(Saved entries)
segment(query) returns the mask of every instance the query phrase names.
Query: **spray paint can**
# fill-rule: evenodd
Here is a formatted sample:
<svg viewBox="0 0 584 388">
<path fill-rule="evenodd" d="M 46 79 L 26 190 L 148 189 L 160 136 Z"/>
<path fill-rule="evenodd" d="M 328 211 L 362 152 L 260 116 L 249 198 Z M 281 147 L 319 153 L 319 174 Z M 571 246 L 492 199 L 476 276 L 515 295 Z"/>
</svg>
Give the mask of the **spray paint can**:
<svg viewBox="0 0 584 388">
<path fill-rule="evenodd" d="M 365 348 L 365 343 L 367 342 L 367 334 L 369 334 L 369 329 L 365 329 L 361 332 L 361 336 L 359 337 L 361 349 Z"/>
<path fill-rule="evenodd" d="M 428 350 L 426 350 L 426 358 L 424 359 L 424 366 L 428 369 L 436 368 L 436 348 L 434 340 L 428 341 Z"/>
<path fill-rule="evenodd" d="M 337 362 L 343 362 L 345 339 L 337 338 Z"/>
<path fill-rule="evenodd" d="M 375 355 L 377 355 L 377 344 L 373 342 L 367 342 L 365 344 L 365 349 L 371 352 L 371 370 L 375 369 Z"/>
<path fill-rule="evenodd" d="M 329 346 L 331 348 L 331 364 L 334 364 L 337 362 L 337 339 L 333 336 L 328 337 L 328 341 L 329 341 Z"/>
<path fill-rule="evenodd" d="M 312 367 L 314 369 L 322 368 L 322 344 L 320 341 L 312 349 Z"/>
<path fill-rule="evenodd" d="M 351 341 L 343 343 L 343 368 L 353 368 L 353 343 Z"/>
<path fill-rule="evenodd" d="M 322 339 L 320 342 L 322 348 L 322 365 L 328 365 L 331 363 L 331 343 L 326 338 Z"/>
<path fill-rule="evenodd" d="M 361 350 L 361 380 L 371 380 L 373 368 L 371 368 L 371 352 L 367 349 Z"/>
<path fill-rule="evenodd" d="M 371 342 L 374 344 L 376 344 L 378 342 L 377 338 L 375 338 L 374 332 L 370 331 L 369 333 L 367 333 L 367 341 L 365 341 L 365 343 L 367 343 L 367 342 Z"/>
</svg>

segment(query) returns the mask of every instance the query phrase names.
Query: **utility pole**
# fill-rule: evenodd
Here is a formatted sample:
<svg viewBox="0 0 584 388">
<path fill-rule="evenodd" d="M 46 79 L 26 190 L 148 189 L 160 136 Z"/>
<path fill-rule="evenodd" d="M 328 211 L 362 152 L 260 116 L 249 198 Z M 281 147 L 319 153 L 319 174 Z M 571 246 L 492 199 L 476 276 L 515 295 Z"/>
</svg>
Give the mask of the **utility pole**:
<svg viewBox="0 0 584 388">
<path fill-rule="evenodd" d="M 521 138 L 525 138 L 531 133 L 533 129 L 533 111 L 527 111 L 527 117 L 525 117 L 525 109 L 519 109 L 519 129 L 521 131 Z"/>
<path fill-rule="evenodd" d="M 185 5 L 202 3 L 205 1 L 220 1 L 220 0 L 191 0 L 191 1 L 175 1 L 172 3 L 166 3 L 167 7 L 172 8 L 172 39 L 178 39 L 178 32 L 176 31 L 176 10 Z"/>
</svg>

● Exercise brief: Each entry above, in full, should be output exactly as it reads.

● Solution to the exercise:
segment(query) returns the mask of every instance the query phrase names.
Query: **spray paint can**
# fill-rule: evenodd
Here is a formatted sample:
<svg viewBox="0 0 584 388">
<path fill-rule="evenodd" d="M 46 79 L 26 190 L 148 189 L 160 136 Z"/>
<path fill-rule="evenodd" d="M 328 211 L 362 152 L 260 116 L 249 198 Z M 281 147 L 319 153 L 319 174 Z M 571 246 L 492 199 L 476 276 L 515 295 Z"/>
</svg>
Give the mask of the **spray paint can**:
<svg viewBox="0 0 584 388">
<path fill-rule="evenodd" d="M 365 348 L 365 343 L 367 342 L 367 334 L 369 334 L 369 329 L 365 329 L 361 332 L 361 336 L 359 337 L 361 349 Z"/>
<path fill-rule="evenodd" d="M 428 350 L 426 350 L 426 358 L 424 359 L 424 366 L 428 369 L 436 368 L 436 348 L 434 340 L 428 341 Z"/>
<path fill-rule="evenodd" d="M 337 362 L 343 362 L 345 339 L 337 338 Z"/>
<path fill-rule="evenodd" d="M 375 355 L 377 355 L 377 344 L 373 342 L 367 342 L 365 344 L 365 349 L 371 352 L 371 370 L 375 369 Z"/>
<path fill-rule="evenodd" d="M 329 346 L 331 348 L 331 364 L 334 364 L 337 362 L 337 339 L 333 336 L 328 337 L 328 341 L 329 341 Z"/>
<path fill-rule="evenodd" d="M 312 367 L 314 369 L 322 368 L 322 344 L 320 341 L 312 349 Z"/>
<path fill-rule="evenodd" d="M 351 341 L 343 343 L 343 368 L 353 368 L 353 343 Z"/>
<path fill-rule="evenodd" d="M 322 339 L 320 342 L 322 348 L 322 365 L 328 365 L 331 363 L 331 343 L 326 338 Z"/>
<path fill-rule="evenodd" d="M 361 350 L 361 380 L 371 380 L 373 368 L 371 368 L 371 352 L 367 349 Z"/>
<path fill-rule="evenodd" d="M 371 342 L 374 344 L 376 344 L 378 342 L 377 338 L 375 338 L 374 332 L 370 331 L 369 333 L 367 333 L 367 341 L 365 341 L 365 343 L 367 343 L 367 342 Z"/>
</svg>

segment(query) returns the mask of every instance the query phrase names.
Query: **utility pole**
# fill-rule: evenodd
Here is a formatted sample:
<svg viewBox="0 0 584 388">
<path fill-rule="evenodd" d="M 46 79 L 26 190 L 148 189 L 160 136 Z"/>
<path fill-rule="evenodd" d="M 328 211 L 362 152 L 260 116 L 249 198 Z M 281 147 L 319 153 L 319 174 Z M 571 246 L 492 199 L 476 276 L 515 295 Z"/>
</svg>
Give the mask of the **utility pole**:
<svg viewBox="0 0 584 388">
<path fill-rule="evenodd" d="M 521 138 L 525 138 L 531 133 L 533 129 L 533 111 L 527 111 L 527 117 L 525 117 L 525 109 L 519 109 L 519 129 L 521 131 Z"/>
<path fill-rule="evenodd" d="M 185 5 L 202 3 L 205 1 L 220 1 L 220 0 L 191 0 L 191 1 L 175 1 L 172 3 L 166 3 L 167 7 L 172 8 L 172 39 L 178 39 L 178 32 L 176 31 L 176 10 Z"/>
</svg>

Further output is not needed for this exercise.